#### STATED TASK 1
Lay out the stretch of the records from their start through the line containing "Your task is to locate every instance of dirt" as a JSON list of strings, one string per line, leaving out blank lines.

#### PAGE TEXT
But they suffered a super-over defeat to the newly formed Sunrisers Hyderabad but then they beat the same opponents convincingly by 6 wickets where Virat Kohli smashed a brilliant 93*. They also beat Kolkata Knight Riders by 8 wickets. Gayle and Kohli were in a tremendous form with the bat while Vinay Kumar was the hero with the ball. RCB suffered a shock in the next match against Chennai Super Kings where R. P. Singh conceded a no-ball on the last ball of the match which was a catch. However, the team rallied back to win their next 3 games. One of the matches against Pune Warriors India saw Chris Gayle smash 175 off just 66 balls which was the highest individual score in T20 cricket and RCB put up 263-5 which was the highest total in T20 cricket. Pune never fought back in the chase and eventually lost the match by 130 runs. People often nicknamed Bangalore as "Ban-gayle-ore". However, the team began to lose matches away from home. One of the matches against Punjab saw David Miller score 101 off just 38 balls to guide Punjab to an unlikely victory. RCB only managed to beat Pune Warriors India and Delhi Daredevils away from home. They were now in direct competition with Sunrisers Hyderabad with 16 points from 13 matches who were also with 16 points from 13 matches. A batting failure against Kolkata and a poor fielding and bowling performance against Punjab at Bangalore left RCB in a do or die situation in their last league match against Chennai Super Kings at Bangalore. Fortunately, RCB registered a stunning win in their last match which was affected by rain. Now, RCB could only qualify for the playoffs if Kolkata would beat Hyderabad. Unfortunately, Sunrisers Hyderabad won the match convincingly by 5 wickets which ended RCB's 2013 campaign. Chris Gayle was the leading run scorer for the team, scoring 708 runs and Vinay Kumar was the leading wicket taker by taking 22 wickets.

Virat Kohli was named the captain of RCB team. Before the 2014 auction, AB de Villiers, Chris Gayle and Virat Kohli were retained from the previous seasons. The players bought in the 2014 auctions were Albie Morkel, Mitchell Starc, Ravi Rampaul, Parthiv Patel, Ashok Dinda, Muttiah Muralitharan, Nic Maddinson, Harshal Patel, Varun Aaron, Vijay Zol and Yuvraj Singh who was the most expensive player fetching a massive ₹14 crore. They ended up 7th in the points table and didn't qualify for the playoffs in the 2014 IPL.

RCB retained Virat Kohli, AB de Villiers, Chris Gayle, Mitchell Starc, Ashok Dinda, Varun Aaron, Harshal Patel, Yuzvendra Chahal, Nic Maddinson, Rilee Rossouw, Abu Nechim, Yogesh Takawale, Vijay Zol and Sandeep Warrier for the 2015 Indian Premier League. They also bought Manvinder Bisla and Iqbal Abdulla from Kolkata Knight Riders and Mandeep Singh from Kings XI Punjab during the Transfer Window. They bought Darren Sammy, David Wiese, Adam Milne, Sean Abbott, Subramaniam Badrinath, Jalaj Saxena, Sarfaraz Khan and Dinesh Karthik for  from the 2015 Player Auctions.

(Items from a labeling collection)
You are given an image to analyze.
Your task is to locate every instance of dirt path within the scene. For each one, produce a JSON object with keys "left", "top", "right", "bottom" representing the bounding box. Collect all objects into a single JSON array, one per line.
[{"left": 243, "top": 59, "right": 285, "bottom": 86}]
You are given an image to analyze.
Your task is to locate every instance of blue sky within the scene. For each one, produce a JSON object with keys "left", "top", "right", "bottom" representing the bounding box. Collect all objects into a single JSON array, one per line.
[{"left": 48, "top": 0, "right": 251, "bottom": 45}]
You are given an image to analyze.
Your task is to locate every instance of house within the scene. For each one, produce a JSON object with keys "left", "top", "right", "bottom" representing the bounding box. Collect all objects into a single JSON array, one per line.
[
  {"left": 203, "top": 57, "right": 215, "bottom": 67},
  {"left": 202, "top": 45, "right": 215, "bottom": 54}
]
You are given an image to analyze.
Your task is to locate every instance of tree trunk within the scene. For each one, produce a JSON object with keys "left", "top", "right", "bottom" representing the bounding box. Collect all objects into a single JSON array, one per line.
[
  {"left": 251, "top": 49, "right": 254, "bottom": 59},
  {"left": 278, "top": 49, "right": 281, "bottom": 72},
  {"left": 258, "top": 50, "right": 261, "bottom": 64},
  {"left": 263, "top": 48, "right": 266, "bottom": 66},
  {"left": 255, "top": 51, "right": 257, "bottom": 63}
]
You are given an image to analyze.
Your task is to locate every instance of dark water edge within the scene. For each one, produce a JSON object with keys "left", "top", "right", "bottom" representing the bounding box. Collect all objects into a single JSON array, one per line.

#### STATED TASK 2
Summarize the page text about RCB in three sentences.

#### CORRECT ANSWER 1
[
  "You are given an image to analyze.",
  "Your task is to locate every instance of dirt path within the scene. For each one, produce a JSON object with keys \"left\", \"top\", \"right\", \"bottom\" representing the bounding box. Collect all objects into a single JSON array, one per line."
]

#### CORRECT ANSWER 2
In 2013, RCB posted a record T20 total of 263-5 against Pune Warriors India, where Chris Gayle scored 175 off 66 balls. That campaign still ended without a playoff place when Sunrisers Hyderabad beat Kolkata. Virat Kohli was named captain and Yuvraj Singh was bought for ₹14 crore before the 2014 season, in which the team finished 7th, and for 2015 RCB retained players including Kohli, AB de Villiers and Chris Gayle while adding others through the transfer window and the auction.